**Short problem**
Everything from the line holding "Where can the weathered" through the last line below must be repeated exactly, and nothing else.

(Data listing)

------------------------------

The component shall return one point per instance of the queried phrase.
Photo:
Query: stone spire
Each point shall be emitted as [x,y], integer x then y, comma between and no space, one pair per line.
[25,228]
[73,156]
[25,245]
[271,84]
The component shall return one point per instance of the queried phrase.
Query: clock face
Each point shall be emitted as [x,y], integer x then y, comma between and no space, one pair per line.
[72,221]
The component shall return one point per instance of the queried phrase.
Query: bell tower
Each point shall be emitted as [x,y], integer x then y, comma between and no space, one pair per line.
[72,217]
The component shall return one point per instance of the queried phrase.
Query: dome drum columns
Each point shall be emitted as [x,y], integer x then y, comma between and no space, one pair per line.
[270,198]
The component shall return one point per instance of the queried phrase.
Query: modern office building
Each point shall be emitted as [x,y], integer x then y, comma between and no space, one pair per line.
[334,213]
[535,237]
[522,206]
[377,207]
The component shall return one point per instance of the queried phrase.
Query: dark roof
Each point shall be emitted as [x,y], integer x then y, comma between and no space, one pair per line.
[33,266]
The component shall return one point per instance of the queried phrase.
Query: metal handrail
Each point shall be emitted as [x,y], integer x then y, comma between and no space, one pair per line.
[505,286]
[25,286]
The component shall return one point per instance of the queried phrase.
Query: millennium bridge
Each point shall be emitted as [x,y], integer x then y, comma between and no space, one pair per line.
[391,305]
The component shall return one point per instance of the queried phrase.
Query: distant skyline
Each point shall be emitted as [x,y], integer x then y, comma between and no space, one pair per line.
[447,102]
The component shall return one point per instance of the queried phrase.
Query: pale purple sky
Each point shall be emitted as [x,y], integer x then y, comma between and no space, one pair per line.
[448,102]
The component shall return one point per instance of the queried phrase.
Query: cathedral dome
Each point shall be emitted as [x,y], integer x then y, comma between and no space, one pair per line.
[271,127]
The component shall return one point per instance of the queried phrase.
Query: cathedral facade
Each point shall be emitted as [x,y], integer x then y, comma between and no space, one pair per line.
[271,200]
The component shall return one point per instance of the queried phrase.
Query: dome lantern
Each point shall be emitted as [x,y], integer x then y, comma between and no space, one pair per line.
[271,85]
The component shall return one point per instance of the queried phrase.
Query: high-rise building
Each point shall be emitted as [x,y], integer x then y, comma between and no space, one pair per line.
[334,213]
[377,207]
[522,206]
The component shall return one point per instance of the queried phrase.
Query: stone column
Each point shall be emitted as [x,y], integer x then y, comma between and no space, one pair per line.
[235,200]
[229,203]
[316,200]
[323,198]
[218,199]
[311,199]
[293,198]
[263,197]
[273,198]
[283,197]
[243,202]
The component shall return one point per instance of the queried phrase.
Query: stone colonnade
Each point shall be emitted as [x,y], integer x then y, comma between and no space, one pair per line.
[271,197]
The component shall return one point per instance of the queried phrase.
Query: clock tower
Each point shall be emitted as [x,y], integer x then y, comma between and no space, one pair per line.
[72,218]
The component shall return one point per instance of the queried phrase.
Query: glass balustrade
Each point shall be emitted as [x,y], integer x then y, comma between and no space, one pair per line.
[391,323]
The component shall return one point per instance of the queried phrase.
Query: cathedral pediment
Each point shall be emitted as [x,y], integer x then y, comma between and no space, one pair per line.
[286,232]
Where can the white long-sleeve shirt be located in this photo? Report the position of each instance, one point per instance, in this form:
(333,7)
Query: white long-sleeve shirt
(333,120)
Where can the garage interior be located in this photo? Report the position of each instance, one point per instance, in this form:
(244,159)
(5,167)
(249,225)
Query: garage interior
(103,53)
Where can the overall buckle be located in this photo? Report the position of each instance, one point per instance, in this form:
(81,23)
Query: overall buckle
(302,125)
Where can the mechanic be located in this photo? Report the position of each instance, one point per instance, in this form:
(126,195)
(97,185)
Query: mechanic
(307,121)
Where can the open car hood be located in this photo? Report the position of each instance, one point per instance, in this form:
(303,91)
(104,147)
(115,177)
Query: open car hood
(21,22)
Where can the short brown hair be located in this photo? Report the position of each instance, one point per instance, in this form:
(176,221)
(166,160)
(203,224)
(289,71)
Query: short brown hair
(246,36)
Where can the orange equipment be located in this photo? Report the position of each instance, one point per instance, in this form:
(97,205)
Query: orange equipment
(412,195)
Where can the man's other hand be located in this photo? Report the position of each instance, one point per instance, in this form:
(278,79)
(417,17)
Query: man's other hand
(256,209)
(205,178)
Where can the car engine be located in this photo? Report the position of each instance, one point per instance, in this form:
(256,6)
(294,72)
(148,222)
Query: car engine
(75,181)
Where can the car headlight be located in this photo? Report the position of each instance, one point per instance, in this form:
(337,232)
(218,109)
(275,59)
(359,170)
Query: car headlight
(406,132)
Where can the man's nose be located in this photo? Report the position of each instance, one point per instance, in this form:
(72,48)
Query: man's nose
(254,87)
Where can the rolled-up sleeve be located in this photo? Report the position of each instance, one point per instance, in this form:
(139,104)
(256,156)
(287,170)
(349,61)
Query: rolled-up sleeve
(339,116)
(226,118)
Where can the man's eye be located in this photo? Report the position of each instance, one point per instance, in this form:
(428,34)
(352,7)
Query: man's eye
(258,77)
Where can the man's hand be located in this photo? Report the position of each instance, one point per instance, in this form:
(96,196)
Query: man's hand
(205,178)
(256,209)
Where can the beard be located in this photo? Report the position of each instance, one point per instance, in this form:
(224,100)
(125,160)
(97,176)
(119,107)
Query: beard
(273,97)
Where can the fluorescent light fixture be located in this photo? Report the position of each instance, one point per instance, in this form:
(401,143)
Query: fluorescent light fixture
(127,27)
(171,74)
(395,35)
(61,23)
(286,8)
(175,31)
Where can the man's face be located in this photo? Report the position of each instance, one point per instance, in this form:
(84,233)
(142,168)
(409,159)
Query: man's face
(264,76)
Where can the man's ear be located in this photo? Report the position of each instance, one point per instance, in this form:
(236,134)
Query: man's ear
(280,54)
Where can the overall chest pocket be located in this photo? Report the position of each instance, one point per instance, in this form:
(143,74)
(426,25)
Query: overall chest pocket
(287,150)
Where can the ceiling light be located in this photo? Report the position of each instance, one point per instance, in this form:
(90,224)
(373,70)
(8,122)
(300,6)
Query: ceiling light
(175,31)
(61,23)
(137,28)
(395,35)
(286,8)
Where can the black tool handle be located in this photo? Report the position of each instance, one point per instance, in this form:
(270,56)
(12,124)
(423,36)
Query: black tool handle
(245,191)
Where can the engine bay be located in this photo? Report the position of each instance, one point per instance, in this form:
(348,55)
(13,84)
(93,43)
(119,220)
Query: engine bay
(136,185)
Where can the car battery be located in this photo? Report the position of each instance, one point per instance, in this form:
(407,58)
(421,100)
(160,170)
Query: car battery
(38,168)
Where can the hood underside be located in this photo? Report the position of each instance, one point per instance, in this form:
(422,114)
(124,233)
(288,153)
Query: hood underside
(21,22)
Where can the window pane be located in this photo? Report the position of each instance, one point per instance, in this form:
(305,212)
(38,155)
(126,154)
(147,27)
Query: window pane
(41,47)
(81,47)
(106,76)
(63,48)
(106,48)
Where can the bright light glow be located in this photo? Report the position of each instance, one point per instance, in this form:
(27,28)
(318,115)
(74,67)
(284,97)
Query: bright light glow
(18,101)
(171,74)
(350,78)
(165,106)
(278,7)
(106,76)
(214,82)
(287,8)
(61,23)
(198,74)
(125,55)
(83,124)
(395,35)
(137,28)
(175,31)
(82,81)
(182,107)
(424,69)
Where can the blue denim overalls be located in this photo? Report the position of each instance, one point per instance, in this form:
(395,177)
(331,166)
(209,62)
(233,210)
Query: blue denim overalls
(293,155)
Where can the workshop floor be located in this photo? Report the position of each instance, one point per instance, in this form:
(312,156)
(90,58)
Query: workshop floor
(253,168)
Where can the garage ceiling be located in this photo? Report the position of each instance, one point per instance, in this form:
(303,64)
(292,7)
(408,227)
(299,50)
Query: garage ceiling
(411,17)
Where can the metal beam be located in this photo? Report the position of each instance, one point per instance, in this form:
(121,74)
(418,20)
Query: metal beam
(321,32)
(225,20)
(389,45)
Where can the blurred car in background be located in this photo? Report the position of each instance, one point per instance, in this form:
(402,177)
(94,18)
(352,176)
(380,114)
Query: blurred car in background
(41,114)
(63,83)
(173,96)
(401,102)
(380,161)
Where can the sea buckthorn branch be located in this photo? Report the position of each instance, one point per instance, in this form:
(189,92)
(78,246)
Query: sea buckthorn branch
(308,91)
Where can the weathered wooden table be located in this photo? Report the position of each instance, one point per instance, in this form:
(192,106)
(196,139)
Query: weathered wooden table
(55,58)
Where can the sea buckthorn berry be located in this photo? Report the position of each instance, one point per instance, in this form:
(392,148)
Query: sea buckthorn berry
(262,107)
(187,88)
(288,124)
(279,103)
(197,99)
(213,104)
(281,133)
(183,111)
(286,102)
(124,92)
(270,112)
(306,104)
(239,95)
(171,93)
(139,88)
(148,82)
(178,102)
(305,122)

------------------------------

**Output for this task**
Where can the weathered wooden table be located in this photo? Report the position of each instance, one point per instance, in this form:
(192,106)
(196,139)
Query: weathered wooden table
(55,58)
Where can the sea buckthorn berry be located in this photo? Report the position of each instance, one point per instance, in this form:
(392,148)
Query: sea buckthorn berry
(262,107)
(187,88)
(288,124)
(279,103)
(197,99)
(213,104)
(281,133)
(183,111)
(286,102)
(124,92)
(270,112)
(306,104)
(239,95)
(171,93)
(139,88)
(148,82)
(178,102)
(305,122)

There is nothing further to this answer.